**Supplied records**
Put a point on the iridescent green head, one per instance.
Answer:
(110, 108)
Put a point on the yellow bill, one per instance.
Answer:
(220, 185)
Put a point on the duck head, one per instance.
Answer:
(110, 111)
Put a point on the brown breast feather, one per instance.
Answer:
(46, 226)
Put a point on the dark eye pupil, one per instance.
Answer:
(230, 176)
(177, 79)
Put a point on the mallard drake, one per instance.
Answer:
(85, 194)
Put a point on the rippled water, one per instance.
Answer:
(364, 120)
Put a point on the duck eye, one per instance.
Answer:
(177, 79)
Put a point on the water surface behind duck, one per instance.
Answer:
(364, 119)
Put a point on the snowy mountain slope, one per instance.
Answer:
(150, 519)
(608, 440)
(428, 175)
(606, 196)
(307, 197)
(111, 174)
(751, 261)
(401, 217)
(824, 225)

--

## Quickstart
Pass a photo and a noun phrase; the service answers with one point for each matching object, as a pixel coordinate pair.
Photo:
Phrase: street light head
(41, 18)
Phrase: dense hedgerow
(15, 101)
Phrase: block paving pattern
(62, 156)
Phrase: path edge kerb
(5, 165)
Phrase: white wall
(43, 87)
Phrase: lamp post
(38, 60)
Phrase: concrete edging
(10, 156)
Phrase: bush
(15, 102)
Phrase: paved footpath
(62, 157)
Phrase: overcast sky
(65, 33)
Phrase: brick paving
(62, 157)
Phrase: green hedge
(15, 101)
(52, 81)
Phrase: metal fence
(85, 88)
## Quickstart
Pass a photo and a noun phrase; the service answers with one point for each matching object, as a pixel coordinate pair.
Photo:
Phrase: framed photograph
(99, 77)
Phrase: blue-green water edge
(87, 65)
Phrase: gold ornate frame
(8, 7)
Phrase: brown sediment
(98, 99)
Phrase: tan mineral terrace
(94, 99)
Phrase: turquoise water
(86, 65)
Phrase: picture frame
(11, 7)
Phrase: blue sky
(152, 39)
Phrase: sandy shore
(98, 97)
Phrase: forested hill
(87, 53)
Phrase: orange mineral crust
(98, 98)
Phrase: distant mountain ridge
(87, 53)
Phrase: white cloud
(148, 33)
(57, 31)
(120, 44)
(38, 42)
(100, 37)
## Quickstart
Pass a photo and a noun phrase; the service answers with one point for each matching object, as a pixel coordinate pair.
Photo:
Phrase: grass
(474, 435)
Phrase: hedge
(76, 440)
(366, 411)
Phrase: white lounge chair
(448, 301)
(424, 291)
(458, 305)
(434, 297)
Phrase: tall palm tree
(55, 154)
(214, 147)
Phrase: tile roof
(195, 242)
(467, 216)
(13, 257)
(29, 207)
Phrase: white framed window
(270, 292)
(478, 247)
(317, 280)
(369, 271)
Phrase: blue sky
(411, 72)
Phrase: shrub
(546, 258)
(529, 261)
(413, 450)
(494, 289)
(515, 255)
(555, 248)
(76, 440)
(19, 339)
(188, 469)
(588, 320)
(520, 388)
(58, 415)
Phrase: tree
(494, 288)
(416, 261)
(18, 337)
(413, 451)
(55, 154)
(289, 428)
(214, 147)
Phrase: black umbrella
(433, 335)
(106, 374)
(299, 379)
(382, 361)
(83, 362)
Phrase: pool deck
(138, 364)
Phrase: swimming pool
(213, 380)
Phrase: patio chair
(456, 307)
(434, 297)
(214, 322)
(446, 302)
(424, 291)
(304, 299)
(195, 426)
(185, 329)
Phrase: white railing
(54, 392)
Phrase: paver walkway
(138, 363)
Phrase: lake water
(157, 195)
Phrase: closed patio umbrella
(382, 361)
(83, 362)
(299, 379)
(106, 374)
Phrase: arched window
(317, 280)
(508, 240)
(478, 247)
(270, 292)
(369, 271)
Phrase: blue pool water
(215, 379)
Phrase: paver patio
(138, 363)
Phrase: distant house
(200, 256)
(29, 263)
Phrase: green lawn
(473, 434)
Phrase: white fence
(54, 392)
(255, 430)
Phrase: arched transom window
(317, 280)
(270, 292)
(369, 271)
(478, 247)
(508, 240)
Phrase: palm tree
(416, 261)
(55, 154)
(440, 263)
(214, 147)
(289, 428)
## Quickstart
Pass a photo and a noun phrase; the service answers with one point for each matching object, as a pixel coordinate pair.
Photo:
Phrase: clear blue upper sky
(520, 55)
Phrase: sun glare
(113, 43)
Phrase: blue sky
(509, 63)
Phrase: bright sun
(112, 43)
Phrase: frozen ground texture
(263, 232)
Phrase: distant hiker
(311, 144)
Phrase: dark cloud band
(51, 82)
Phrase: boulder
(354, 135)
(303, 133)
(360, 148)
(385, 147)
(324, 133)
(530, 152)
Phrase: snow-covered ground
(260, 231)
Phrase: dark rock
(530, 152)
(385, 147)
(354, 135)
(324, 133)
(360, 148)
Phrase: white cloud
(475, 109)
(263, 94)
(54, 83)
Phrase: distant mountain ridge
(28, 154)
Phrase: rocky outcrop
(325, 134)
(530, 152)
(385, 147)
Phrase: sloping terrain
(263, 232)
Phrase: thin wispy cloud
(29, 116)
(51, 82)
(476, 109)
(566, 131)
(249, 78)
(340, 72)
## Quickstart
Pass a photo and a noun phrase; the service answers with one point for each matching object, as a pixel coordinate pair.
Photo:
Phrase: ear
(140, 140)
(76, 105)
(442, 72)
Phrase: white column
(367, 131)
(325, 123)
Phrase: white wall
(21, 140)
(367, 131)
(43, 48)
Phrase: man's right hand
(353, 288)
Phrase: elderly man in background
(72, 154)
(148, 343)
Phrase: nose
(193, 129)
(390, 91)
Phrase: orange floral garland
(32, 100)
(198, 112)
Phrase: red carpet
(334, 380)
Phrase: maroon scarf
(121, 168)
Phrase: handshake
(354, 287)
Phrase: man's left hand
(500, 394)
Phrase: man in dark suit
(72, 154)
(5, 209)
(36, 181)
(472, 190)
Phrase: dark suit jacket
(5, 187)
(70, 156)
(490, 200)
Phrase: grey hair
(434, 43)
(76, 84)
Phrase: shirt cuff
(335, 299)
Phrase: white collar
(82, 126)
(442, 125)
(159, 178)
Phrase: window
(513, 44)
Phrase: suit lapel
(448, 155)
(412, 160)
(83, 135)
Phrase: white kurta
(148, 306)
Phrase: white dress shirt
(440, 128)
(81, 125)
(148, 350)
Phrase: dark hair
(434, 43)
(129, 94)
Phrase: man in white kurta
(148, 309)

**Goal**
Show every line of the data above that contains the string "paver", copied in full.

**Exercise answer**
Phrase: paver walkway
Phrase: paver patio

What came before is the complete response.